[What you need to do]:
a: Print the part of the passage on Charles Henry Butler that opens with the words containing "Charles Henry Butler" and closes with "1902 to 1916.", unchanged.
b: Output all of the records line for line, without any changes, and leave the pictures out.

[Page text]:
[START]

Charles Henry Butler (June 18, 1859 - February 9, 1940) was an American lawyer and the tenth reporter of decisions of the United States Supreme Court, serving from 1902 to 1916.

Born in New York City, his parents were William Allen, Mary R. (Marshall) Butler, he was the grandson of United States Attorney General Benjamin F. Butler. He attended Princeton University, but did not graduate. Nevertheless, he was admitted to the New York bar in 1882 and practiced there until his appointment as reporter of decisions, in 1902. His book, Treaty Making Power of the United States, was published in 1902. In 1898 he was a member of the Fairbanks-Herschell Commission that unsuccessfully attempted to resolve the Alaska Boundary Dispute, and in 1907 was a delegate to The Hague peace conference. Butler resigned as reporter because he found the work boring and he hated the anonymity. He resumed the practice of law in 1916 in Washington, D.C. Before his death, he wrote an anecdotal account of his grandfather's, his father's, and his own dealings with the Supreme Court, A Century at the Bar of the Supreme Court of the United States, which, in 1942, was published by G. P. Putnam's Sons. He died in Washington.

[END]

[Records for this task]:
[START]

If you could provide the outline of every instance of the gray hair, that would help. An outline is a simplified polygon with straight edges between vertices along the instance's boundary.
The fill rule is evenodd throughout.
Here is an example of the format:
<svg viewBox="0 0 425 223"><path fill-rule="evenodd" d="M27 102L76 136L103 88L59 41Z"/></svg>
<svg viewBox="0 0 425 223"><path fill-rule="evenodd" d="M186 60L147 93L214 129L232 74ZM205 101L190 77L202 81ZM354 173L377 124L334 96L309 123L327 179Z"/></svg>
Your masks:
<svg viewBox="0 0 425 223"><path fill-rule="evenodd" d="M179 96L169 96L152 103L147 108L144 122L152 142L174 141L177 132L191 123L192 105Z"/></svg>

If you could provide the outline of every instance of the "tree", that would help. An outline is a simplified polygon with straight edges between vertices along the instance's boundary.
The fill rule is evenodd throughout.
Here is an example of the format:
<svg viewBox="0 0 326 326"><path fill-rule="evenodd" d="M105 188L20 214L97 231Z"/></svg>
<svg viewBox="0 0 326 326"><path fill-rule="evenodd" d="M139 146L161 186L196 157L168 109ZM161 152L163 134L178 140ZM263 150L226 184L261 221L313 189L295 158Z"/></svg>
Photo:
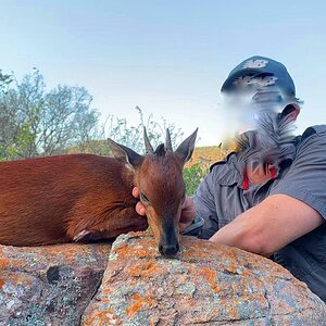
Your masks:
<svg viewBox="0 0 326 326"><path fill-rule="evenodd" d="M64 153L96 136L99 113L84 87L59 85L46 91L38 70L0 93L0 156Z"/></svg>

[END]

[Solutions in order]:
a:
Charles Henry Butler (June 18, 1859 - February 9, 1940) was an American lawyer and the tenth reporter of decisions of the United States Supreme Court, serving from 1902 to 1916.

b:
If you could provide the outline of every instance of the gray hair, that would help. An outline is a simplified polygon with straight edges between vertices along the instance's boundary.
The fill rule is evenodd throughout.
Here is an example of the format:
<svg viewBox="0 0 425 223"><path fill-rule="evenodd" d="M27 102L76 136L103 88L59 41Z"/></svg>
<svg viewBox="0 0 425 223"><path fill-rule="evenodd" d="M186 60L147 93L214 129L232 74ZM205 101L190 77L202 81ZM354 173L377 124L334 96L309 123L327 179Z"/></svg>
Your masks:
<svg viewBox="0 0 425 223"><path fill-rule="evenodd" d="M179 96L169 96L152 103L147 108L144 122L152 142L174 141L177 132L191 123L192 105Z"/></svg>

If you could provide the outline of every instance of the "tree", that would help. An outline is a simplified polygon with straight edges between vertices along the instance's boundary.
The fill rule is evenodd throughout.
Here is an example of the format:
<svg viewBox="0 0 326 326"><path fill-rule="evenodd" d="M105 188L20 214L97 231Z"/></svg>
<svg viewBox="0 0 326 326"><path fill-rule="evenodd" d="M139 146L161 186L196 157L168 109ZM161 152L163 134L178 140ZM263 150L226 184L261 221L313 189L295 158Z"/></svg>
Photo:
Your masks:
<svg viewBox="0 0 326 326"><path fill-rule="evenodd" d="M64 153L96 136L99 113L84 87L59 85L46 91L38 70L0 93L0 156Z"/></svg>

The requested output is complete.